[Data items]
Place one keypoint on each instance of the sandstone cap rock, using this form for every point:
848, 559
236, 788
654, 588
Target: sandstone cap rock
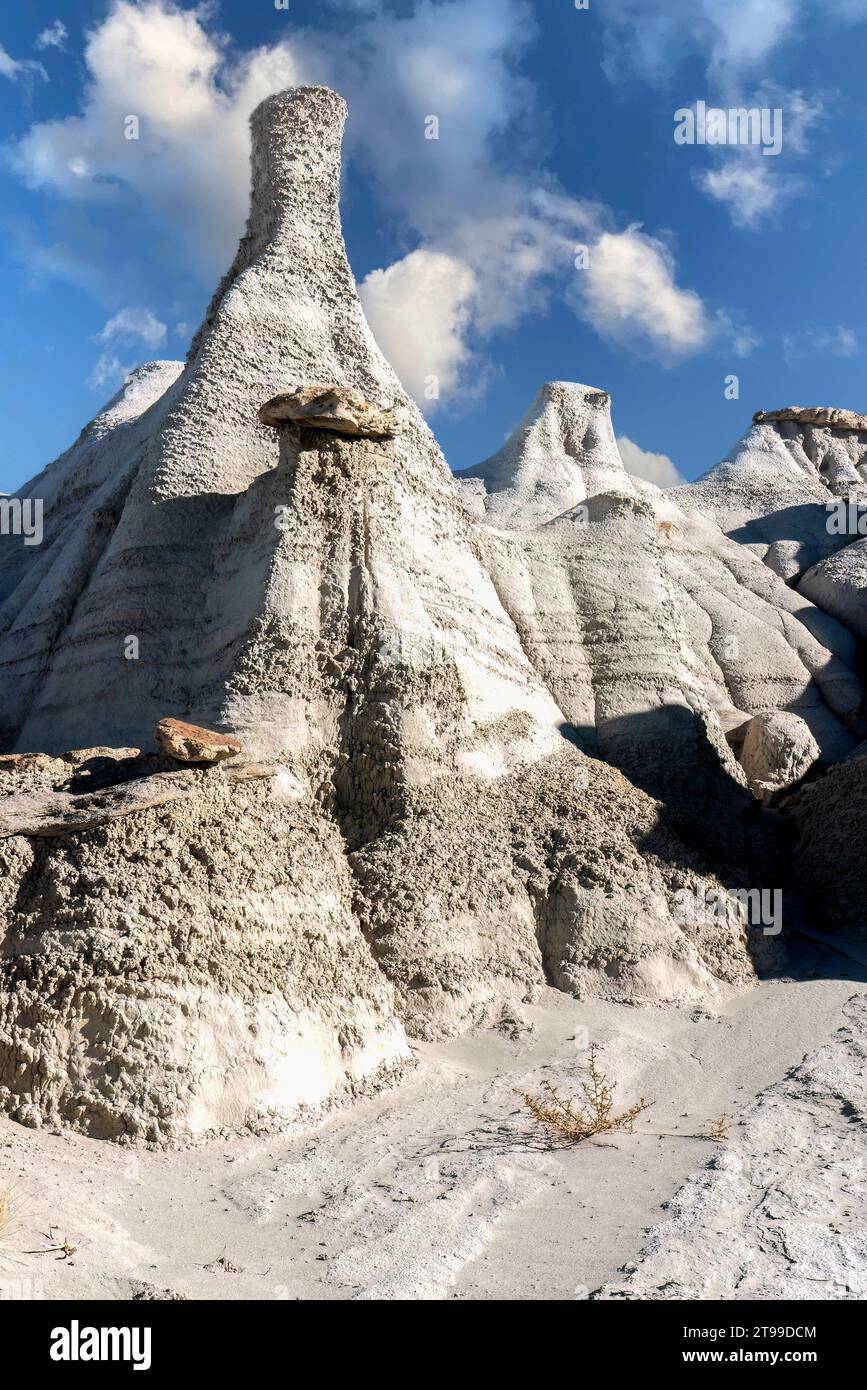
191, 744
826, 417
338, 409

> _Task item_
Exactly as written above, print every line of the data but not its pictures.

> _Response box_
Place one keypoint on each instance of the sandstone cap rock, using this form for every point:
848, 559
236, 788
654, 588
Target: sandstone cap rock
191, 744
826, 417
338, 409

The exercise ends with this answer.